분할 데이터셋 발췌
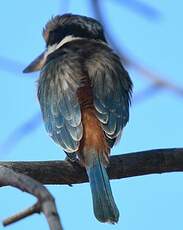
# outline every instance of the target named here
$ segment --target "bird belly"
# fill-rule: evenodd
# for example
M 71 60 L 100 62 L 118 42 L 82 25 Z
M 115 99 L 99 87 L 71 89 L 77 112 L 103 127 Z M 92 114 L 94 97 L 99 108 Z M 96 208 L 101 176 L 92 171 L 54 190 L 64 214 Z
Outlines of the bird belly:
M 78 91 L 78 98 L 81 108 L 83 137 L 79 146 L 79 158 L 84 166 L 87 166 L 87 153 L 95 150 L 103 155 L 104 163 L 108 164 L 109 147 L 106 141 L 104 131 L 100 121 L 96 117 L 96 111 L 93 106 L 92 89 L 89 85 L 84 86 Z

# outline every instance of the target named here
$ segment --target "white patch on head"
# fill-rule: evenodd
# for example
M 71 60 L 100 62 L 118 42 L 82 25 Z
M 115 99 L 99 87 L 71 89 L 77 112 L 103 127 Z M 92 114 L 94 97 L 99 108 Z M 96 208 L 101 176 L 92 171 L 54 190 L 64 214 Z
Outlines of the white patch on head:
M 44 53 L 44 59 L 47 58 L 47 56 L 51 53 L 53 53 L 55 50 L 59 49 L 61 46 L 63 46 L 65 43 L 82 39 L 80 37 L 73 37 L 72 35 L 66 36 L 64 39 L 62 39 L 61 42 L 53 44 L 51 46 L 48 46 L 47 50 Z

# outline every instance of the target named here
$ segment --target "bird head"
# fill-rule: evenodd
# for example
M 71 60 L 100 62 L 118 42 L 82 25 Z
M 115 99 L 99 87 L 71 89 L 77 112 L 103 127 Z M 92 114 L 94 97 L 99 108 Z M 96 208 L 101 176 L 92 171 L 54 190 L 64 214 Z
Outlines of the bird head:
M 97 20 L 74 14 L 53 17 L 43 29 L 43 38 L 45 51 L 23 70 L 24 73 L 41 70 L 49 54 L 72 40 L 86 38 L 106 43 L 102 25 Z

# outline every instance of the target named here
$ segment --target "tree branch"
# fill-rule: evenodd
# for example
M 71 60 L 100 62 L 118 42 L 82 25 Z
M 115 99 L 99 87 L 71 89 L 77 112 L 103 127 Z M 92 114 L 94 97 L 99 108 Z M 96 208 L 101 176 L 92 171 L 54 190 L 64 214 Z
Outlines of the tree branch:
M 25 174 L 42 184 L 76 184 L 88 182 L 85 169 L 77 162 L 37 161 L 0 162 L 17 173 Z M 110 179 L 183 171 L 183 148 L 156 149 L 110 157 Z
M 56 210 L 54 198 L 46 187 L 29 176 L 20 174 L 10 168 L 0 165 L 0 186 L 7 185 L 32 194 L 33 196 L 37 197 L 38 202 L 25 211 L 6 219 L 3 222 L 4 226 L 42 211 L 47 219 L 50 230 L 63 230 Z

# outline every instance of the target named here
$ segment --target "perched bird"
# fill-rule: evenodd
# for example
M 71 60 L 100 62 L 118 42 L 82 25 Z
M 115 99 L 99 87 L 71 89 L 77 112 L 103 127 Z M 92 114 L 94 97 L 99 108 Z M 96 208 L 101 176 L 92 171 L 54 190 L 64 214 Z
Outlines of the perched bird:
M 46 130 L 86 168 L 96 218 L 116 223 L 119 211 L 106 167 L 129 119 L 132 82 L 97 20 L 58 15 L 43 37 L 46 50 L 24 72 L 41 71 L 38 99 Z

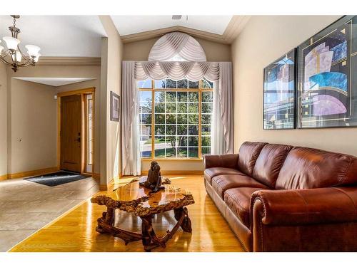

▶ 짧은 연습
위 분할 데이터셋 발췌에서 "head"라는 문자열이 들어 있는 줄을 모두 찾아 빠짐없이 옮겨 적으세요.

▶ 연습 답변
$ segment --target "white patch on head"
Outlines of the white patch on head:
$ segment --target "bird head"
Outlines of the bird head:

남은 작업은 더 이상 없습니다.